Given problem: Copy the listing below, starting with its first line and going on through the line that contains "[883,608,1093,765]", keeping every line and adding 8 to each bounding-box coordinate in the results.

━━━━━━

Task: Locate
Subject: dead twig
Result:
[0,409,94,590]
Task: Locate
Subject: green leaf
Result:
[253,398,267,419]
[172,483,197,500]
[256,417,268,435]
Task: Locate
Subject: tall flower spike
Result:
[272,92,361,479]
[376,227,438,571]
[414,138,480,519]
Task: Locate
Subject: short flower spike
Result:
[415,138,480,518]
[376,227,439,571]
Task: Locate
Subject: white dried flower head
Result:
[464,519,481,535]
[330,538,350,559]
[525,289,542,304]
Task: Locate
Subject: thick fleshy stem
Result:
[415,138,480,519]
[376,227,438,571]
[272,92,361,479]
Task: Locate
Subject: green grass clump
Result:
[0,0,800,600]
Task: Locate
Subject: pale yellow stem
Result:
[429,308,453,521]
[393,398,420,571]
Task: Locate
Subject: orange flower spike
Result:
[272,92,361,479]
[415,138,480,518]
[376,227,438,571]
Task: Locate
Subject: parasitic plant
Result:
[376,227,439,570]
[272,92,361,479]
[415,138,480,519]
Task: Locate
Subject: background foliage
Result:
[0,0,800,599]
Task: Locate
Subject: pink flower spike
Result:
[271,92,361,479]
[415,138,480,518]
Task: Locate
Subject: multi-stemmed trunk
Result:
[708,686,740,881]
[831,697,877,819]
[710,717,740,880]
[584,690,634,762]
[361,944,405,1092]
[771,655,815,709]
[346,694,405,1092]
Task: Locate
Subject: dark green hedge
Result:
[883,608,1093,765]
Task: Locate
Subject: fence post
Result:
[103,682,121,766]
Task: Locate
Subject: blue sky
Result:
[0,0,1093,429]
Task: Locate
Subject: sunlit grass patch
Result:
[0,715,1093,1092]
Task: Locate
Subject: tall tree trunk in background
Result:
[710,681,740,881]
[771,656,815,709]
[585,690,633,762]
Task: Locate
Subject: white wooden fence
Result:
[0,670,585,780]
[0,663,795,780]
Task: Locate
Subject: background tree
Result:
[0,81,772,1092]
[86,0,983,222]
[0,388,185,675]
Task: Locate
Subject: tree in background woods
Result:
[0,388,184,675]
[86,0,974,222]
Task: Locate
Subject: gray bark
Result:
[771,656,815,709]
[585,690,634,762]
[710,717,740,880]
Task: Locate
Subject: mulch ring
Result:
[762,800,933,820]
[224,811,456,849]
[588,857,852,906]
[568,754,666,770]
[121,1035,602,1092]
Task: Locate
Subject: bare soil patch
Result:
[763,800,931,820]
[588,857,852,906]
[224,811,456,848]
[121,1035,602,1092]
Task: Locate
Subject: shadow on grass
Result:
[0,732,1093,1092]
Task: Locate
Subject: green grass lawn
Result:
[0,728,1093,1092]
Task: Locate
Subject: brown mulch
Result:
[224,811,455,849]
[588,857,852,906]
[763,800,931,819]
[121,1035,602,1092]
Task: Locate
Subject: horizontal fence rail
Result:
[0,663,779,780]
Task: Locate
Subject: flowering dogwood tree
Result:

━━━━━━

Complete output:
Task: Locate
Subject: dead twig
Result:
[8,417,102,598]
Task: Locate
Subject: green leaf
Result:
[261,406,275,427]
[180,491,205,508]
[264,425,276,443]
Task: Locate
Subject: tall flower spike
Result:
[280,100,369,487]
[384,235,446,579]
[422,146,488,527]
Task: Locate
Subject: short flower spike
Result:
[423,146,488,526]
[384,235,447,579]
Task: Locate
Subject: white dried flower head
Result:
[472,527,489,543]
[338,546,358,567]
[533,297,550,312]
Task: Locate
Subject: thick fleshy stem
Result:
[423,146,488,527]
[384,235,446,579]
[280,100,369,487]
Task: Locate
Subject: green grass clump
Result:
[8,8,808,608]
Task: Locate
Subject: pale yellow stem
Result:
[437,316,461,529]
[401,406,428,579]
Task: Locate
Subject: orange flower spike
Result:
[280,100,369,487]
[423,146,488,526]
[384,235,446,579]
Task: Locate
Subject: parasitic plant
Result:
[384,235,447,578]
[280,100,369,487]
[423,146,488,527]
Task: Locate
Subject: background foliage
Result:
[8,8,808,607]
Task: Locate
Subject: pink flower spike
Result:
[279,100,369,487]
[423,146,488,526]
Task: Locate
Subject: multi-stemmed trunk
Result:
[716,694,748,889]
[839,705,885,827]
[718,725,748,888]
[592,698,642,770]
[369,952,413,1100]
[779,663,823,717]
[354,702,413,1100]
Task: Locate
Subject: dark green hedge
Result:
[891,616,1101,773]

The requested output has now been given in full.